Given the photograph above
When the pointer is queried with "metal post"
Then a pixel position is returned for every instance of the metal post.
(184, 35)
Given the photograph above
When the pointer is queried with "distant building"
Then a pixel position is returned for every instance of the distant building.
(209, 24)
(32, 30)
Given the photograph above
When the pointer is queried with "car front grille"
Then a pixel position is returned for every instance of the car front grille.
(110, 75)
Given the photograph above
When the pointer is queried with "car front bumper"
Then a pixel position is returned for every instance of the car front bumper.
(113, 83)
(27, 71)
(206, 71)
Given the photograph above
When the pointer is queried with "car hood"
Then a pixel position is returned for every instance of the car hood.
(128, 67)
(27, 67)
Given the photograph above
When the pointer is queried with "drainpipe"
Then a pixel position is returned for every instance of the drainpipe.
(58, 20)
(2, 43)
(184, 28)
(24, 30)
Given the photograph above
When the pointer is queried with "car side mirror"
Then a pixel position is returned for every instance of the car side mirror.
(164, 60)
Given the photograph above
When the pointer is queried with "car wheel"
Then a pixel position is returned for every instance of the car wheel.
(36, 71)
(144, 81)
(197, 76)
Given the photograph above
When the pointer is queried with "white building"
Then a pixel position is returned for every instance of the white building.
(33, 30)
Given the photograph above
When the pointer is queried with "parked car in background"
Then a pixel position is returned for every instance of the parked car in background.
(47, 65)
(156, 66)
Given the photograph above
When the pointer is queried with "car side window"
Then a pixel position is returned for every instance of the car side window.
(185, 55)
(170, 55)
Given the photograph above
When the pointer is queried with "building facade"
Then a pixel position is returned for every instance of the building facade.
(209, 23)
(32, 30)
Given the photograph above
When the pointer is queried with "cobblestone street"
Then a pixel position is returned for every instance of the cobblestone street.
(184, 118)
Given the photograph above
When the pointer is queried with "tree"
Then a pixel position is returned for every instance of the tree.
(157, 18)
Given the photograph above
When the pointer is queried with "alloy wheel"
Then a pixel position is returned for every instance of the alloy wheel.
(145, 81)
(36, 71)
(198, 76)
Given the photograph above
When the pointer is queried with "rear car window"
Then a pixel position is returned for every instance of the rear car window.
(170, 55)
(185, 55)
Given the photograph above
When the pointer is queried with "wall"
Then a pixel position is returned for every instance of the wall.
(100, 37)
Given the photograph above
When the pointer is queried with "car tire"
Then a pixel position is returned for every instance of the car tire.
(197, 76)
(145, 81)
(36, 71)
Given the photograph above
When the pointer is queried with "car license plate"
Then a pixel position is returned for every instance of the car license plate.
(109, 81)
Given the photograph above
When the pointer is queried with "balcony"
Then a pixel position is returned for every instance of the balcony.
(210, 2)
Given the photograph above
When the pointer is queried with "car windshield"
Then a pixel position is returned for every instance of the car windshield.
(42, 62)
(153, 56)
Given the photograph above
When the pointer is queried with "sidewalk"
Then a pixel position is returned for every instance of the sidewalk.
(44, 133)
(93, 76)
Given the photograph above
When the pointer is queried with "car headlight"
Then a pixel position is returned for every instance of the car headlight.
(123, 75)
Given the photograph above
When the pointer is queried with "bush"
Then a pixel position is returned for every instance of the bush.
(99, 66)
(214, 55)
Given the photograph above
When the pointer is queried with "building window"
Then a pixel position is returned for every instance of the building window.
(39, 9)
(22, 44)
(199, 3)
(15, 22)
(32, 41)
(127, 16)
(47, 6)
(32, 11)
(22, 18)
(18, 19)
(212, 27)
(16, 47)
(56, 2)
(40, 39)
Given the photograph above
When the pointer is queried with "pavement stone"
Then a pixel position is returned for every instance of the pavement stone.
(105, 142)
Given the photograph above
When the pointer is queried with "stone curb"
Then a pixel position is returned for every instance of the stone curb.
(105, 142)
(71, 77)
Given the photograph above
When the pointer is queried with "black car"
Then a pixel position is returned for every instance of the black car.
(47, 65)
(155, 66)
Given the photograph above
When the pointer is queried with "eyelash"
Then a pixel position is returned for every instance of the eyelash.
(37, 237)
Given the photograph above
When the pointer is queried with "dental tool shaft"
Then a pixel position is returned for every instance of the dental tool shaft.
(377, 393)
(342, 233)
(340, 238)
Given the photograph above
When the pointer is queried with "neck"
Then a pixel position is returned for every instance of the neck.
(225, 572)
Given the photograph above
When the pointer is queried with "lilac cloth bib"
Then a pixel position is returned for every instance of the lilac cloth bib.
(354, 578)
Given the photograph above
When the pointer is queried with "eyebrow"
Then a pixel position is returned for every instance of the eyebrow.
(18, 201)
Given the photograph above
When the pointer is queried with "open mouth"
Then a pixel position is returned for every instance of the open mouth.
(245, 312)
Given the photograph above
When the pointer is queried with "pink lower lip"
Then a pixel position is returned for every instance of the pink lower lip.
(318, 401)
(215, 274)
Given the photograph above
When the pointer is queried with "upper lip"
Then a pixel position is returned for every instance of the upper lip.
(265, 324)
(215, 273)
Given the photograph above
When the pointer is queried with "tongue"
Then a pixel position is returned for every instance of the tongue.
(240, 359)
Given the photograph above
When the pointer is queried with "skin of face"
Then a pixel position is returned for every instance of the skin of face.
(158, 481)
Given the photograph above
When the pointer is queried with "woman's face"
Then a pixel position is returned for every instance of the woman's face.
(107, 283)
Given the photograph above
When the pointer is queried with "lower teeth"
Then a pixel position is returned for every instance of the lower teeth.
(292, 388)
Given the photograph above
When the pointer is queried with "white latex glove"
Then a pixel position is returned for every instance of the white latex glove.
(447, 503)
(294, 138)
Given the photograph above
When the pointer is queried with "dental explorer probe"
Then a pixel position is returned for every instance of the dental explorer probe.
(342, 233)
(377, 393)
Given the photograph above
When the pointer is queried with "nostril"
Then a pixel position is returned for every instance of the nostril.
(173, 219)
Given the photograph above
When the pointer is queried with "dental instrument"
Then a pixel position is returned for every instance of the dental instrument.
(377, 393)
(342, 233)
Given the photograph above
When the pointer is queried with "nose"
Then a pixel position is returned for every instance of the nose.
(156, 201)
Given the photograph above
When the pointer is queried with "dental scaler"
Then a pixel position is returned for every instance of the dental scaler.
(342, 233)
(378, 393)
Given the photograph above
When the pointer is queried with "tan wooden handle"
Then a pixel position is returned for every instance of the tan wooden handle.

......

TASK TO CARRY OUT → Each line containing "handle" belongs in the answer; pick these out of the material and copy them.

SOLUTION FOR THIS EXERCISE →
When the pointer is queried with "tan wooden handle"
Then a pixel position is returned for every instance of the tan wooden handle.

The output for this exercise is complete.